## PROMPT
Rewrite the listing below, replacing "innermost" with "outermost" everywhere and changing nothing else. Omit the pictures from your answer.

(Point labeling examples)
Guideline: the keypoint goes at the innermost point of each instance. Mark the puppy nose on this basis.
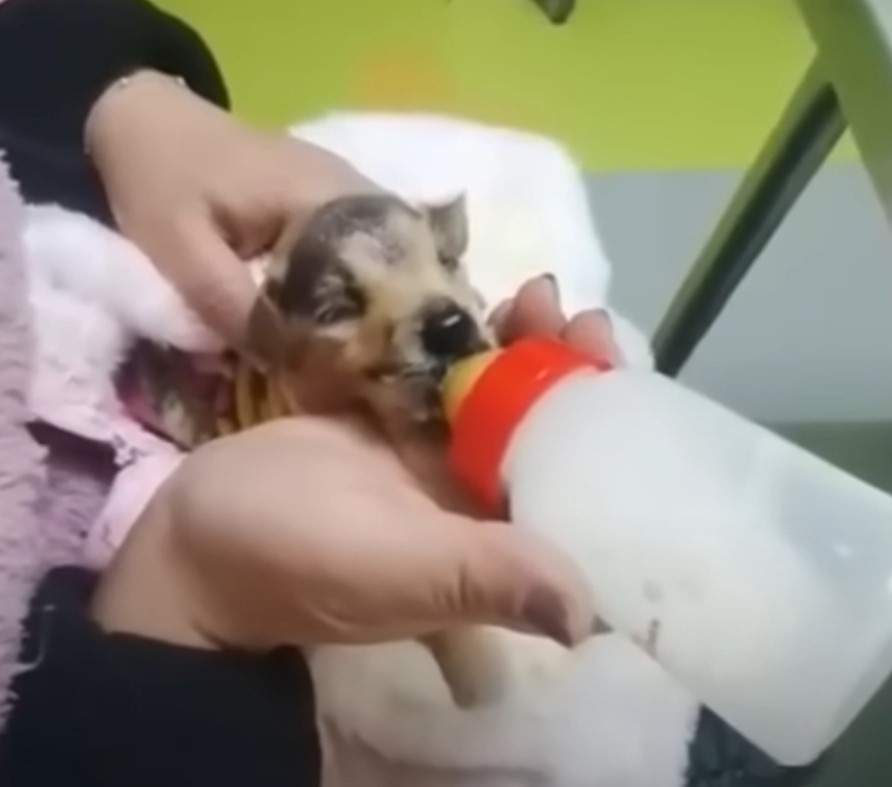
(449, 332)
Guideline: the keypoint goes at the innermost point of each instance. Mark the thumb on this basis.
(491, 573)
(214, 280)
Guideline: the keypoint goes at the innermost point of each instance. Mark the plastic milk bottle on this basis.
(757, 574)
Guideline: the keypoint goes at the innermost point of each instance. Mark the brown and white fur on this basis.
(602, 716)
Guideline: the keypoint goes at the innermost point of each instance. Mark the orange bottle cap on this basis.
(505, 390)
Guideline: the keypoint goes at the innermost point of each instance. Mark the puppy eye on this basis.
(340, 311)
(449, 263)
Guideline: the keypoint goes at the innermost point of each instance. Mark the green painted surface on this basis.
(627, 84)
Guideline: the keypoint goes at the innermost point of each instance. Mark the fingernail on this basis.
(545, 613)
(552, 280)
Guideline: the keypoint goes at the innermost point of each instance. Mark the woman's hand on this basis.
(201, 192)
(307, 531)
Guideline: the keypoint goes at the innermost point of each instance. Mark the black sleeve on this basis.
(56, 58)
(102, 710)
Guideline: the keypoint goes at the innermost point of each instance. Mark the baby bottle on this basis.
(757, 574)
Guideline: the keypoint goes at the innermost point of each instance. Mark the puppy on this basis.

## RESPONSE TO THIS EXERCISE
Guideline: the keypoint goes at the outermost point of each instance. Mark the puppy nose on this basis.
(449, 332)
Guideline: the keypoint goes at the outermost point of each instance. Mark the thumb on this basis.
(491, 573)
(214, 280)
Guideline: the keypoint goes at the outermost point of each instance. Mark the plastic milk bottle on this basis.
(757, 574)
Guideline: the keypoint goes at the outermost point of each instance. Mark the brown and white fur on this basis.
(602, 716)
Guideline: the keypoint goes at the outermost point of each instance. Mark the orange bottle cap on this basis.
(505, 390)
Guideline: the keypoint goes at the outermost point of each instance. Mark the puppy eye on this basis.
(340, 311)
(449, 263)
Guideline: the keypoint goes at the outermost point of each instance. Mark the green painted surface on this basis.
(627, 84)
Guideline: the keypoint goes at the outermost point of each instance. Mark the fingernail on this basis.
(545, 613)
(552, 280)
Guideline: the keypoint goes at the outermost point of each instance. Mark the woman's hand on this basis.
(201, 192)
(307, 531)
Guideline: the keypoint goes at the outermost point of each instance. Mark the black sleeve on this basis.
(56, 58)
(102, 710)
Guideline: the keypoint goes at the outermost point of each instance. Mark the baby bottle on this basis.
(757, 574)
Guideline: the keypoint goes at the outermost point of each instance. Mark the puppy on this basis.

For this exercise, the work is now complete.